**Exercise**
Take the data below and extract the lines from the one with "222, row 59" to the one with "157, row 114", inclusive, exactly as written.

Stored records:

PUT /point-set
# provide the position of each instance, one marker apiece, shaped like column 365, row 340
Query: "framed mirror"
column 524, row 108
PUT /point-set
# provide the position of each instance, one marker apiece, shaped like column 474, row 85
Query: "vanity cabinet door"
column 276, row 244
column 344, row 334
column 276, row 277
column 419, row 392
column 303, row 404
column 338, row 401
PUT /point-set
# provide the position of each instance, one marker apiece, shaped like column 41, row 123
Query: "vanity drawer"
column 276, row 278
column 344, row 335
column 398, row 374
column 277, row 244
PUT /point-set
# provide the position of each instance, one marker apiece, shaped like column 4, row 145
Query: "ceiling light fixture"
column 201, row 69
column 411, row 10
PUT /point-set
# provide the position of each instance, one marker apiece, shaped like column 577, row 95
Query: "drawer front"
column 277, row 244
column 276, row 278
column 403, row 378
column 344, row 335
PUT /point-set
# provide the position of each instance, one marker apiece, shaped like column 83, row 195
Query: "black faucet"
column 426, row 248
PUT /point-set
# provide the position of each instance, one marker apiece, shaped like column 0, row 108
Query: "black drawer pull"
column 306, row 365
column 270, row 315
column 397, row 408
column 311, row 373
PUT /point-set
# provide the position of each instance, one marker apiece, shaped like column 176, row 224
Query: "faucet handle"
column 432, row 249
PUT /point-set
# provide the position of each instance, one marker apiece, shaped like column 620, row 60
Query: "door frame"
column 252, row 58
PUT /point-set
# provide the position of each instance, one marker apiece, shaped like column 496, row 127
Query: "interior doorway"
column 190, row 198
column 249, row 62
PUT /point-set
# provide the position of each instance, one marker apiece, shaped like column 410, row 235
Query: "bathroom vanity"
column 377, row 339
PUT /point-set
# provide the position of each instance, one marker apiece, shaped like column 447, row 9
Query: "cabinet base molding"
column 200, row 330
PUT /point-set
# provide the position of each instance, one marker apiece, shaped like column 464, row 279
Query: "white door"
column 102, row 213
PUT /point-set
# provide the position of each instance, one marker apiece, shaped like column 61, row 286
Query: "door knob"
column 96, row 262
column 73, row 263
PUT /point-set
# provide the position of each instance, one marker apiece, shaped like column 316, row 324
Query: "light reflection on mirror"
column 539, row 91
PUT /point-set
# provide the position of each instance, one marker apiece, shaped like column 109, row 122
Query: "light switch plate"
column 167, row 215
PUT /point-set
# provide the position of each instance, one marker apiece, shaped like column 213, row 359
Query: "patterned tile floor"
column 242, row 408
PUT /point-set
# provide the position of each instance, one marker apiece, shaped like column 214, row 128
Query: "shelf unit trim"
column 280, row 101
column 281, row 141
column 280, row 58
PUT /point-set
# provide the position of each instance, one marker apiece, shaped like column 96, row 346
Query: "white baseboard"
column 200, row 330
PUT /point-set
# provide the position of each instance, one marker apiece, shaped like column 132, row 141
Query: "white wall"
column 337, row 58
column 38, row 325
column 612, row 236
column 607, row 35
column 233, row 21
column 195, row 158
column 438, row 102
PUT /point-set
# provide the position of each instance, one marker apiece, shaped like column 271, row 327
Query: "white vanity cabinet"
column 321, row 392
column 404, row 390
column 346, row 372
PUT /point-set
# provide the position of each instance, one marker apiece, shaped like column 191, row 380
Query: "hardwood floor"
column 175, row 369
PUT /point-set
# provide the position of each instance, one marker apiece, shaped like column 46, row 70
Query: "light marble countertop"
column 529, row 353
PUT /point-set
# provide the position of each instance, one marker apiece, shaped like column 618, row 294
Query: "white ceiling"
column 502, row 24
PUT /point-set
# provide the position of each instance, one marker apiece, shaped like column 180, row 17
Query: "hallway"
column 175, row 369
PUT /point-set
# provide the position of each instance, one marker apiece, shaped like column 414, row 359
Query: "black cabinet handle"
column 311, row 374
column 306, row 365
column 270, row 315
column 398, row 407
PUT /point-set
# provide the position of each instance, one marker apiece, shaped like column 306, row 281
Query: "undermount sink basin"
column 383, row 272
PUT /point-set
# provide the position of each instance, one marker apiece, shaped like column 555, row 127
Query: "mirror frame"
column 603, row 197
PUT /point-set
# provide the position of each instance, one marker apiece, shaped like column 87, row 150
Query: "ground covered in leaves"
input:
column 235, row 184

==

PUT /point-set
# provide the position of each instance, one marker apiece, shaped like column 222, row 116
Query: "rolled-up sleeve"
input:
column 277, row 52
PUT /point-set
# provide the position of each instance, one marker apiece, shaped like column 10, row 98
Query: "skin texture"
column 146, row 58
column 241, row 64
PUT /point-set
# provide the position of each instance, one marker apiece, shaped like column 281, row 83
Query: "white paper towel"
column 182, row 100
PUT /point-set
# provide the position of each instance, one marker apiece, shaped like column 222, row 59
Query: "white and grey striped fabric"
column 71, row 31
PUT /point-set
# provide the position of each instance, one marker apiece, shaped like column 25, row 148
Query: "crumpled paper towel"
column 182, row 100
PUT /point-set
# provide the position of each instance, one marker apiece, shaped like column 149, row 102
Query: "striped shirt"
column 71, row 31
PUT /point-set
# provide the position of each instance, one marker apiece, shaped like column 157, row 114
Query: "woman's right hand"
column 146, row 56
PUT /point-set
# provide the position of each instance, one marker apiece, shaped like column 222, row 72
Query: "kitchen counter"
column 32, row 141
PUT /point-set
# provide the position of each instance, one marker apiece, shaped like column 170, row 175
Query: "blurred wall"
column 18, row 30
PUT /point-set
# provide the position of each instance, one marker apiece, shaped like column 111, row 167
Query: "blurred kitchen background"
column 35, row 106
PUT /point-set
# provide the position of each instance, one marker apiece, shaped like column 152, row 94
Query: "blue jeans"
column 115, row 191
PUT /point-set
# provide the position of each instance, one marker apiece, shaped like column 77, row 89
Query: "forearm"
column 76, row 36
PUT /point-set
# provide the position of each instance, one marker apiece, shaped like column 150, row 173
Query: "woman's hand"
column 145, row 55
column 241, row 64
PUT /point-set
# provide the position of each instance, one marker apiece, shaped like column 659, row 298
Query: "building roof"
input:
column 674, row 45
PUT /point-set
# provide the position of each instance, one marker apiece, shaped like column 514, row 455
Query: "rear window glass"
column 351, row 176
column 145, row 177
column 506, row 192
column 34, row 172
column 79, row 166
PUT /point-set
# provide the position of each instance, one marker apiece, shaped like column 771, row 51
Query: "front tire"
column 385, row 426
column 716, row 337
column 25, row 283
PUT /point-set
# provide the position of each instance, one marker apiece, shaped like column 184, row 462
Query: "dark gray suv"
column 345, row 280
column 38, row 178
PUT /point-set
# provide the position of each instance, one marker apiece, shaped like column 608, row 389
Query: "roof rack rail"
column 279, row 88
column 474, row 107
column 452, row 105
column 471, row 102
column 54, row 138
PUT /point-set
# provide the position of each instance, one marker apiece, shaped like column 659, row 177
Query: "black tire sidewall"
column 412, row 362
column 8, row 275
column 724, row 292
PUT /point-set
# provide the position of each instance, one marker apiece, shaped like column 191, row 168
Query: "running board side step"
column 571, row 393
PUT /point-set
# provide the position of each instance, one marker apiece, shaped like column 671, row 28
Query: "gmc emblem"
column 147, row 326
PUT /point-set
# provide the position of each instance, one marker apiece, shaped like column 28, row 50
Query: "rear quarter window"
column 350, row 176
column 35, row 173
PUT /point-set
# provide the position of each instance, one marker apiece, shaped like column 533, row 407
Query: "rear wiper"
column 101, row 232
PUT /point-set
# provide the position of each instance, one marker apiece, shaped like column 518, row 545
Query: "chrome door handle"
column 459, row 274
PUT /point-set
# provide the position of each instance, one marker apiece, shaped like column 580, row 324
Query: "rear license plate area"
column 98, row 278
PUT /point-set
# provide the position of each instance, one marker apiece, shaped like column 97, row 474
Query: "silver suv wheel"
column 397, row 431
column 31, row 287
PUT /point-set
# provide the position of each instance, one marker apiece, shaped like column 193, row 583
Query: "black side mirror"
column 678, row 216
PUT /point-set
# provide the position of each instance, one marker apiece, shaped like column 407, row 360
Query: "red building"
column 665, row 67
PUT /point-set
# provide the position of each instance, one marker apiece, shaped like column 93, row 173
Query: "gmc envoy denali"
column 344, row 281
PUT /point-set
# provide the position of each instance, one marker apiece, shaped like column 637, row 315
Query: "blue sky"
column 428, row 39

==

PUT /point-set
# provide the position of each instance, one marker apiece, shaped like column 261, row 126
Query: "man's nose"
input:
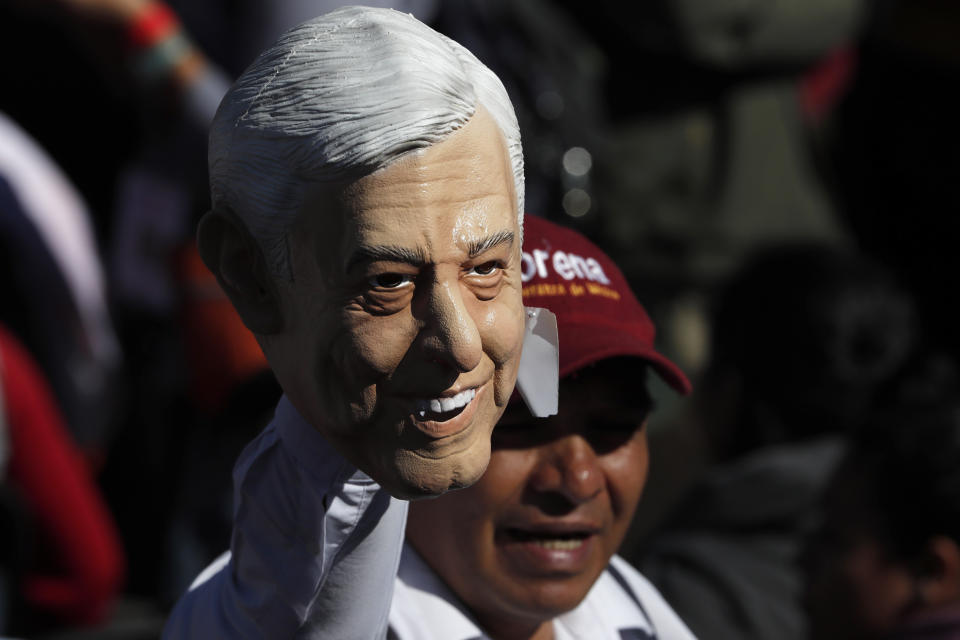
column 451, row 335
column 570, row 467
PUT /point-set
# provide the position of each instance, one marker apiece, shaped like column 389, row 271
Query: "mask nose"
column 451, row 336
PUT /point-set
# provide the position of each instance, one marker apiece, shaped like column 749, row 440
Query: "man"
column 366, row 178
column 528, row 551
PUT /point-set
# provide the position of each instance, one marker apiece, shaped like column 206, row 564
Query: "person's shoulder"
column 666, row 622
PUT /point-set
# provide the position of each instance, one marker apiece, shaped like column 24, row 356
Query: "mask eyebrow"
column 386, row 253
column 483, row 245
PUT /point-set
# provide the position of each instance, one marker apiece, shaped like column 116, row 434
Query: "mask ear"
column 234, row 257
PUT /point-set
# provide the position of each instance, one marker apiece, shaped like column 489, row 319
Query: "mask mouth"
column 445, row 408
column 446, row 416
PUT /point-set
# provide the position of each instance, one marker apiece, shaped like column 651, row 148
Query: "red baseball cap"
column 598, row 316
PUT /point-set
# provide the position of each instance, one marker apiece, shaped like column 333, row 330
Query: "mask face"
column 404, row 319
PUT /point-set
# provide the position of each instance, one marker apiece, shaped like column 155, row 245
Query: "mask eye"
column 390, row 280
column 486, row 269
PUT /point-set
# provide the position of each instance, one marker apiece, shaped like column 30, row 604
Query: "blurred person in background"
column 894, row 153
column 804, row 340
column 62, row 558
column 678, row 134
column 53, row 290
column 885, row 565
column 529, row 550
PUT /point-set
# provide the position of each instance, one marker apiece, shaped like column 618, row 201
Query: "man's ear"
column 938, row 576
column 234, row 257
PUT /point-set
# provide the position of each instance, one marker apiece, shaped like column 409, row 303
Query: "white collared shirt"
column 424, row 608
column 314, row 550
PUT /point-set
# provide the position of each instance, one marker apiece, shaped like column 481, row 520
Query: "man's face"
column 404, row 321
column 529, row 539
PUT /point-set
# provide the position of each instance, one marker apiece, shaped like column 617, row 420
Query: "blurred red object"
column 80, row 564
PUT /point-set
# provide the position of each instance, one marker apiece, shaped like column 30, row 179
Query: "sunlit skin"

**Response to this exercise**
# provide the position of each instance, one marker apiece, shaped like column 222, row 59
Query: "white and grey striped fabric"
column 71, row 31
PUT /point-set
# provide the position of each instance, one marker apiece, shaped like column 25, row 148
Query: "crumpled paper towel"
column 182, row 100
PUT /point-set
# provide the position of each instance, one marker apiece, shaped like column 149, row 102
Query: "striped shirt"
column 71, row 31
PUT /point-set
# provide the position of each instance, one marker apiece, shaped like column 157, row 114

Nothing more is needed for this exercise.